>>>>

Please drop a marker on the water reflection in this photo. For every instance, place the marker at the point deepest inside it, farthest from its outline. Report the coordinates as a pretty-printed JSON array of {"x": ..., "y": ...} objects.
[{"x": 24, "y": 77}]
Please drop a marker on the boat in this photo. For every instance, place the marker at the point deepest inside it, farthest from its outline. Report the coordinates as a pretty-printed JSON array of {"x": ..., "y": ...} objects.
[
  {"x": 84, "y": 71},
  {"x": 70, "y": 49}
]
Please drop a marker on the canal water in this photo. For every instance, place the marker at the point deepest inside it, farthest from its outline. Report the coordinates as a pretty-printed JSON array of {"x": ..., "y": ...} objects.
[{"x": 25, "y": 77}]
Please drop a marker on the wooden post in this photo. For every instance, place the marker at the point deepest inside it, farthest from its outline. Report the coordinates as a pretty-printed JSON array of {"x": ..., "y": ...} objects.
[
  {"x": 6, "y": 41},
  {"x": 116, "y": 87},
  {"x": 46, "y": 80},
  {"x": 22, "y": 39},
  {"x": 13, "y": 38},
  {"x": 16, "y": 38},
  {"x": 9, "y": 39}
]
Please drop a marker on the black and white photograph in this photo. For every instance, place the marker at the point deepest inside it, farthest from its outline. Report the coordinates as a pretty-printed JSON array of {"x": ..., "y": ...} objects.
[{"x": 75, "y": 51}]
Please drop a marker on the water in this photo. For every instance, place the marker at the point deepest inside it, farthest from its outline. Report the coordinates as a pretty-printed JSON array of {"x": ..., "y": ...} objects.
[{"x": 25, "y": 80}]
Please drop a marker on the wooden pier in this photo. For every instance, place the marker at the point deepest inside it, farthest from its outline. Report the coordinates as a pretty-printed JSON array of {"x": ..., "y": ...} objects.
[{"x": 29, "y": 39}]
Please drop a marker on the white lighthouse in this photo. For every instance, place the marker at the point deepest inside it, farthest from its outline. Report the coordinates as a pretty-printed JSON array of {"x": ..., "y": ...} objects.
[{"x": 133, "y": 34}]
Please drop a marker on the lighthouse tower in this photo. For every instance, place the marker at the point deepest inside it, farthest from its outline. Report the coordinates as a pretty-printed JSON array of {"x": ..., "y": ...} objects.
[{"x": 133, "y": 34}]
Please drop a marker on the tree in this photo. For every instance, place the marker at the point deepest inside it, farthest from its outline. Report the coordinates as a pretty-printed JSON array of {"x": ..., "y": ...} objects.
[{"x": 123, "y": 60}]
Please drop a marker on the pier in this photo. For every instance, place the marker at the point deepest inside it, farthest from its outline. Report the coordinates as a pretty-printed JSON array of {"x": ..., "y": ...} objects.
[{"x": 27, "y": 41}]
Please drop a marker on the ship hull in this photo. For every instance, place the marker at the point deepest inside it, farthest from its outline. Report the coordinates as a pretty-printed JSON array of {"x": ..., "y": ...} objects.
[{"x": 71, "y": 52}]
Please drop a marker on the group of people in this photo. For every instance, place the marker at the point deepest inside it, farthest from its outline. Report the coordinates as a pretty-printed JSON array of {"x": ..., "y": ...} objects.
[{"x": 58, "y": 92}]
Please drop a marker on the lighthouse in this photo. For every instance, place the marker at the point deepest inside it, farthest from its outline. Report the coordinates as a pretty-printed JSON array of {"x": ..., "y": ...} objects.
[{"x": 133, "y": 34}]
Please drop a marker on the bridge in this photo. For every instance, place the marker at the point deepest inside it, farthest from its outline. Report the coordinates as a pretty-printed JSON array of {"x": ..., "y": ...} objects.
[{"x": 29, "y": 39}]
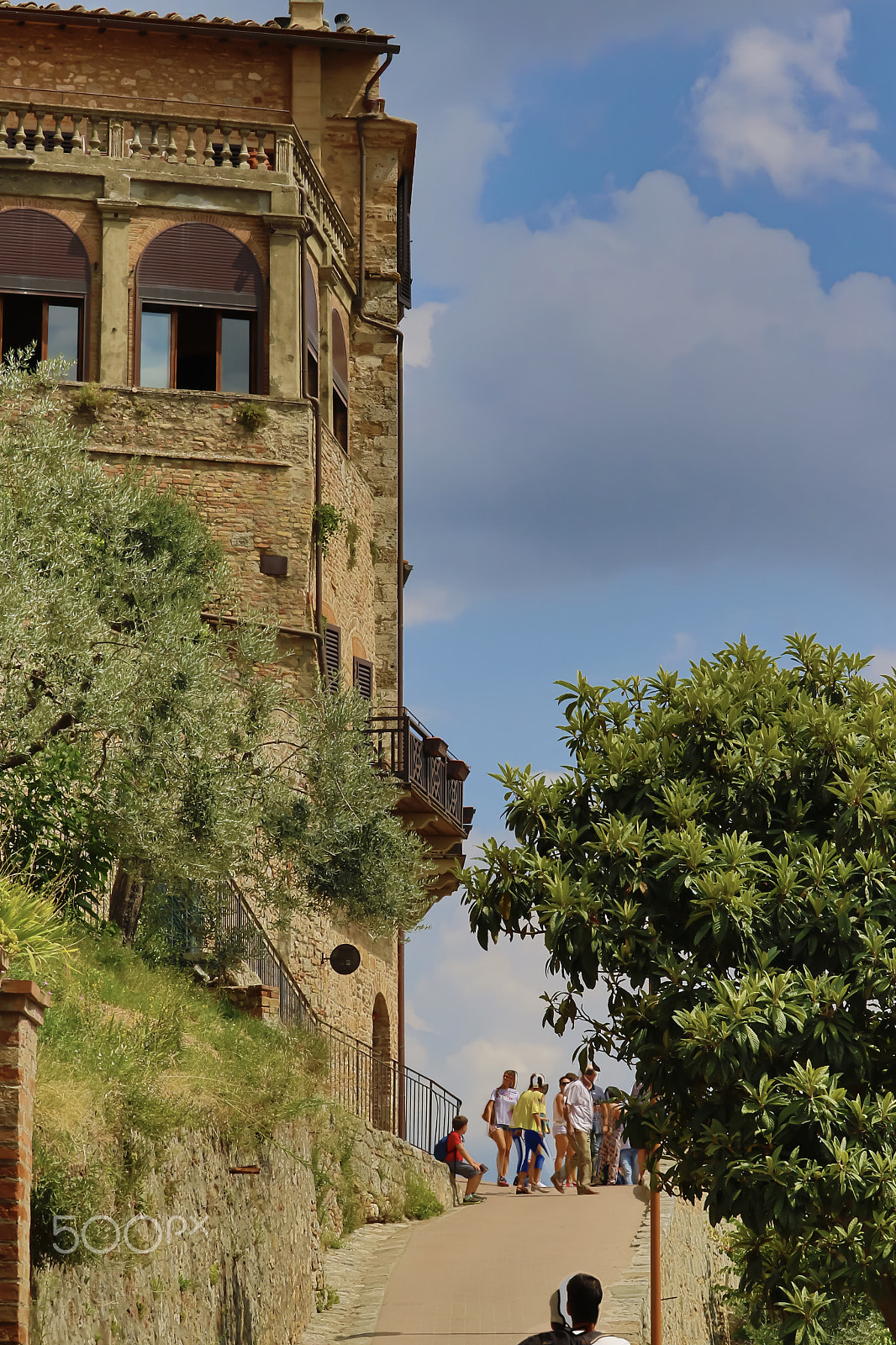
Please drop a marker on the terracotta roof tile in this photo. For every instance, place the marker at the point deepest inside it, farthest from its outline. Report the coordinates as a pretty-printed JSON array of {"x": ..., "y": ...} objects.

<<<<

Please copy the records above from the line containing "Please drop a marker on the ship" through the end of the records, swapping "marker" for "pin" and changing nothing else. Leave the pictures out.

Please drop a pin on the ship hull in this photo. For every instance, place the pin at the point deepest inside it, farthest from its outline. Report the coordinates as a pretty-printed JSON array of {"x": ..., "y": ...} objects.
[{"x": 71, "y": 52}]
Please drop a pin on the group of people in this photo. For every instance, place the pin at the point deepest inside it, farthest from its outline. Report the coordinates as a pretty-printed JSON array of {"x": ..., "y": ...} objects.
[{"x": 58, "y": 92}]
Please drop a pin on the lighthouse in this photo. For every instance, place the pin at the point deepest inside it, farthest from its outline. Report the coordinates as a pretty-printed JSON array of {"x": ..., "y": ...} objects.
[{"x": 133, "y": 34}]
Please drop a pin on the bridge in this photo. For every instance, place the pin at the point deepest inside it, farthest from its outline. Report the coordinates as a pretty-printed JSON array of {"x": ..., "y": ...} objects.
[{"x": 29, "y": 39}]
Please drop a pin on the terracotta roof tile in this photo. For every instance, place the pin at the point deepest inside it, farthest from its outline. Report the coordinates as a pretty-printed JSON array of {"x": ..., "y": ...} objects.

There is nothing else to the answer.